Earl of Sussex, Lord Deputy
- Incursions of the Scots - Calvagh O'Donnell imprisons his Father - Shane
O'Neill aids Sussex - O'Donnell defeats O'Neill - Dowdall's Strictures on
Sussex - The Scots attacked by the Lord Deputy - Death of the Baron of
Dungannon - And of Conn O'Neill, first Earl of Tyrone - State of the Irish
- Death of Mary.
In the five years of Mary's
reign, little of moment occurred in Ulster. In 1556 St. Leger finally left
Ireland, his successor being Thomas Radclyffe, Lord FitzWalter, better
known by his later title of Earl of Sussex. One of his first acts was to
lead an army into Ulster against the Scots, then very powerful in the
districts of the Route and Clanaboy. These Scots had long been a menace to
the peace of Ulster. Descended from the Scots of Ireland, they had
extended their sway over all modern Scotland; and in their new home, those
who dwelt on the east coast were content with their lot. Those who lived
on the western coast were of a more restless and adventurous disposition.
These Scots, under their chiefs, the MacDonalds of the Isles, made many
descents on the adjacent Irish coasts. Confined originally to the glens of
Antrim, to which they could show some sort of title, the MacDonalds had
gradually extended their sway over the whole of the eastern counties. It
was calculated, in 1539, that at least 2000 of them were in Ulster. St.
Leger reported, six years later, that he feared an invasion from them in
force, and before the end of the year the Lord of the Isles did come, and
was at Carrickfergus with 4000 men; and Bellingham was instructed to
assist the Earl of Tyrone against them. Often, as we have seen, they hired
themselves out to the Ulster chiefs as mercenaries. But they effected
permanent settlements as well. They had expelled the MacQuillans from the
Route; they had occupied Clanaboy, besieged Knockfergus, and levied Black
Rent from the English colonists in Lecale; but whether in making war
themselves, or in aiding the Irish chiefs to make war, they kept Ulster in
constant unrest, and all attempts to reduce them were unsuccessful.
When Sussex landed, the
Scots in Ulster numbered 7000, and the immigration continued. Their
presence in Antrim was no less unwelcome to the O'Neills than it was to
the English Government. The supremacy of Tyrone was threatened, and Shane
O'Neill therefore gladly assisted the new Deputy in his attempt to subdue
the Scots. A skirmish took place near Glenarm, when some seventy or eighty
Scots were killed. But this was the sole victory gained; and at the end of
six weeks, his provisions being exhausted, Sussex marched back to Dublin
"without receiving submission or hostages". The old Earl of Tyrone did not
despair, but was again unfortunate in an expedition against the same
dangerous intruders in Clanaboy, being defeated by them, with the loss of
300 men.
+++
• Exercise instructions:
1) In the passage on the Scots in Ulster, how many Scots were in Ulster when Sussex landed?
2) Update the part of the records running from the line containing "shape point(229, 28)" through the end of the records, both ends included, by replacing "balcony" with "terrace" and leaving everything else unchanged. Return only those lines.
The text and the records come from unrelated sources.
+++
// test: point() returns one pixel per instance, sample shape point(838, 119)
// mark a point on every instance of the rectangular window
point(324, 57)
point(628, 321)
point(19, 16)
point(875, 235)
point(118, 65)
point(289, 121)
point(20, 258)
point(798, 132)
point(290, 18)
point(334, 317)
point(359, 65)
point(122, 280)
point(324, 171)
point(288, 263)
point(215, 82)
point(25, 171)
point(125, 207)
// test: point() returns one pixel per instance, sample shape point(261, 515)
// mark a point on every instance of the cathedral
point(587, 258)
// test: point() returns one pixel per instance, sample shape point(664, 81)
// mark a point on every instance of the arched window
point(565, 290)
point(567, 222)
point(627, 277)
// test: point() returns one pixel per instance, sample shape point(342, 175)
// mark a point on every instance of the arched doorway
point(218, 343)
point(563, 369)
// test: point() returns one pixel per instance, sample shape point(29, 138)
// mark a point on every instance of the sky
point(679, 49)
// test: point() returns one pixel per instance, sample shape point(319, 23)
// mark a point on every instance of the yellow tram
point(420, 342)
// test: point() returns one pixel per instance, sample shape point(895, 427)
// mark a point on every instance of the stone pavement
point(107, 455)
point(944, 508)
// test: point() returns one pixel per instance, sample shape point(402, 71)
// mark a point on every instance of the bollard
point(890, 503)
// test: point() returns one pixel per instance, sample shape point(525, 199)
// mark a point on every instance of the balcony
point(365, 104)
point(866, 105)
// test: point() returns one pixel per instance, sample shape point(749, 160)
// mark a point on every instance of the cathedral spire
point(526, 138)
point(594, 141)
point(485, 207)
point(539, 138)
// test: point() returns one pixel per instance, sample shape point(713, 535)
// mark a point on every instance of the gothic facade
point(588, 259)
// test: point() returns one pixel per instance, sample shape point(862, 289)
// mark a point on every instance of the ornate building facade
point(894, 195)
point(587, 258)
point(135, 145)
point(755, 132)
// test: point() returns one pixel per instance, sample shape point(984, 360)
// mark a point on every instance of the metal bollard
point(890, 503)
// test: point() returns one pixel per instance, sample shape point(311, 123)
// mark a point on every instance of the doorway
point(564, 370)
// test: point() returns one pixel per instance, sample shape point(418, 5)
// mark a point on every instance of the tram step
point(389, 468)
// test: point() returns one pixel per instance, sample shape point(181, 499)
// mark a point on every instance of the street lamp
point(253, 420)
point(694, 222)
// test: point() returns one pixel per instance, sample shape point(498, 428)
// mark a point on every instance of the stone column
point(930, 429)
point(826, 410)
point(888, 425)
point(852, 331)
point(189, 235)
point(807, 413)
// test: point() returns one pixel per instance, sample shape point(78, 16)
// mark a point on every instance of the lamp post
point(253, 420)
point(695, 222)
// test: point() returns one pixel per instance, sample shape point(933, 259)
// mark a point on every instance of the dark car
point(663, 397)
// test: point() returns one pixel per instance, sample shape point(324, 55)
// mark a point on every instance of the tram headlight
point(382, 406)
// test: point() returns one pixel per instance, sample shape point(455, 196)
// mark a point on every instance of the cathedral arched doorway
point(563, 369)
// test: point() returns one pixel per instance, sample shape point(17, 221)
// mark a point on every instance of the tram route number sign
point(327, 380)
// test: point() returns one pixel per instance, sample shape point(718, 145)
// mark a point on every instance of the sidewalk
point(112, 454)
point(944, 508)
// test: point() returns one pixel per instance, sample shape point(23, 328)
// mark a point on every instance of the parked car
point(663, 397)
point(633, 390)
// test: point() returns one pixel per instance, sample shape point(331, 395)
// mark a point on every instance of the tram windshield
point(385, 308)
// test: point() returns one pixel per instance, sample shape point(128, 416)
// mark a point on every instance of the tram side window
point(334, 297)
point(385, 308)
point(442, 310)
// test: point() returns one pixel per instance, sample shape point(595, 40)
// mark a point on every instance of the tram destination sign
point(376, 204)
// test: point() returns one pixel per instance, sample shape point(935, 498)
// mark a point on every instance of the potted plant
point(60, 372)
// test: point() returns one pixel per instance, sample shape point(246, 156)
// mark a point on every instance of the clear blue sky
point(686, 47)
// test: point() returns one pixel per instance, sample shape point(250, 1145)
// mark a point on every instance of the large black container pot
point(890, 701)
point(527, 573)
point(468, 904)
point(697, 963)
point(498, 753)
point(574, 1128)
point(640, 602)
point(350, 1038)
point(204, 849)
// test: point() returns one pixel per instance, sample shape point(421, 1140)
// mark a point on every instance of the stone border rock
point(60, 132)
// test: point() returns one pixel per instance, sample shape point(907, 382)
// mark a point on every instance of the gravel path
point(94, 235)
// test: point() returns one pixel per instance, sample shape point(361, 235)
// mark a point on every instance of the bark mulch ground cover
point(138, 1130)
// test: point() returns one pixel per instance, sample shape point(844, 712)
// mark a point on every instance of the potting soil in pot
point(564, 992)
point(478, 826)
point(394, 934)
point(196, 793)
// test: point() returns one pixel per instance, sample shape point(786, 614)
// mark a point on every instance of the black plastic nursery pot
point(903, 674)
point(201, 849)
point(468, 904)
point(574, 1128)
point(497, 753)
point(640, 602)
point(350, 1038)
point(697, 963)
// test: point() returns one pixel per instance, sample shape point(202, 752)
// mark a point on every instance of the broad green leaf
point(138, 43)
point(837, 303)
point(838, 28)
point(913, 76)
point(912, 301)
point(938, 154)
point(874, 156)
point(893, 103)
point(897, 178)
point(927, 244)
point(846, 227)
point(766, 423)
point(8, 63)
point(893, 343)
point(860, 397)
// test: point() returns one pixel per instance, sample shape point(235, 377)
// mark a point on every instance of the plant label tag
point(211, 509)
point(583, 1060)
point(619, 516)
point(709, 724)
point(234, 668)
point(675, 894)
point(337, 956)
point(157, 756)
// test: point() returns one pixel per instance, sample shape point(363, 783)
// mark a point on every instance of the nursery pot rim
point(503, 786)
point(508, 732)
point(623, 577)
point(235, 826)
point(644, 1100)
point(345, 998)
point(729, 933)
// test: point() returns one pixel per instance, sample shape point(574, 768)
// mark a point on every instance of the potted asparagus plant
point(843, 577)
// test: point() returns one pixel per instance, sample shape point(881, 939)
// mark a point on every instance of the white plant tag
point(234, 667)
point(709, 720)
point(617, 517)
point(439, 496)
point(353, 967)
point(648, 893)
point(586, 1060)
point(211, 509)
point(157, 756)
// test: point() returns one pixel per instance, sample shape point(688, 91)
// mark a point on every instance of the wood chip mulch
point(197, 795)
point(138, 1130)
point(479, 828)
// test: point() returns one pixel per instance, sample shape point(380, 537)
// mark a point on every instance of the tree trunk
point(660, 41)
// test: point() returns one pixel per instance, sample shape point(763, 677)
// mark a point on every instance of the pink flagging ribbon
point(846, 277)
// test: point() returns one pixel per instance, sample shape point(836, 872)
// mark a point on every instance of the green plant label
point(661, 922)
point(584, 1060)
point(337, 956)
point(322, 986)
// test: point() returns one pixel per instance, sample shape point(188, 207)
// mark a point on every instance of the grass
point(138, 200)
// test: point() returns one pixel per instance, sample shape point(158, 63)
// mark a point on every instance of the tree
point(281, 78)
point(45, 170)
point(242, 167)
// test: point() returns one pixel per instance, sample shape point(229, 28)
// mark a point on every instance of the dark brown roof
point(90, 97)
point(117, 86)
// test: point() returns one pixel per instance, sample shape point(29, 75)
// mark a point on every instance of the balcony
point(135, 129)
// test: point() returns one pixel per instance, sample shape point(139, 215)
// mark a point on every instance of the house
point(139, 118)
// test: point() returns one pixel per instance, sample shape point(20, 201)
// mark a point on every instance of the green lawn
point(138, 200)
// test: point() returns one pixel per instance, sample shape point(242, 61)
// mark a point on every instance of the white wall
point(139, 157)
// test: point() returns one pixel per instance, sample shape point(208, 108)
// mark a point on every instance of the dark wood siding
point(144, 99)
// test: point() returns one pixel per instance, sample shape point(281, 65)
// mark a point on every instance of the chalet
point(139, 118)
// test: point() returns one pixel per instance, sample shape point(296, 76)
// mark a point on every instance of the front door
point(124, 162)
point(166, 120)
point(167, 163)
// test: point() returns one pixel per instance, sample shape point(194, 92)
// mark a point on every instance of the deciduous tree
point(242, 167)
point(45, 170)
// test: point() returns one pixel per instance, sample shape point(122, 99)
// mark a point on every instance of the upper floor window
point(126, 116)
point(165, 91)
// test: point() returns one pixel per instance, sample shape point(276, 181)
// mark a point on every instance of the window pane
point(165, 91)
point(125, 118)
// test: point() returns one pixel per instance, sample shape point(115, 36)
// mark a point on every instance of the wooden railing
+++
• Solutions to the exercise:
1) 7000

2)
// test: point() returns one pixel per instance, sample shape point(229, 28)
// mark a point on every instance of the dark brown roof
point(90, 97)
point(117, 86)
// test: point() returns one pixel per instance, sample shape point(29, 75)
// mark a point on every instance of the terrace
point(135, 129)
// test: point() returns one pixel per instance, sample shape point(139, 215)
// mark a point on every instance of the house
point(139, 118)
// test: point() returns one pixel per instance, sample shape point(20, 201)
// mark a point on every instance of the green lawn
point(138, 200)
// test: point() returns one pixel per instance, sample shape point(242, 61)
// mark a point on every instance of the white wall
point(139, 157)
// test: point() returns one pixel per instance, sample shape point(208, 108)
// mark a point on every instance of the dark wood siding
point(144, 99)
// test: point() returns one pixel per instance, sample shape point(281, 65)
// mark a point on every instance of the chalet
point(139, 118)
// test: point() returns one pixel per instance, sample shape point(296, 76)
// mark a point on every instance of the front door
point(124, 162)
point(166, 120)
point(167, 163)
// test: point() returns one pixel per instance, sample shape point(194, 92)
// mark a point on every instance of the deciduous tree
point(242, 167)
point(45, 170)
// test: point() returns one pixel per instance, sample shape point(122, 99)
// mark a point on every instance of the upper floor window
point(126, 116)
point(165, 91)
// test: point() returns one pixel per instance, sample shape point(276, 181)
// mark a point on every instance of the window pane
point(165, 91)
point(125, 118)
// test: point() returns one pixel per instance, sample shape point(115, 36)
// mark a point on every instance of the wooden railing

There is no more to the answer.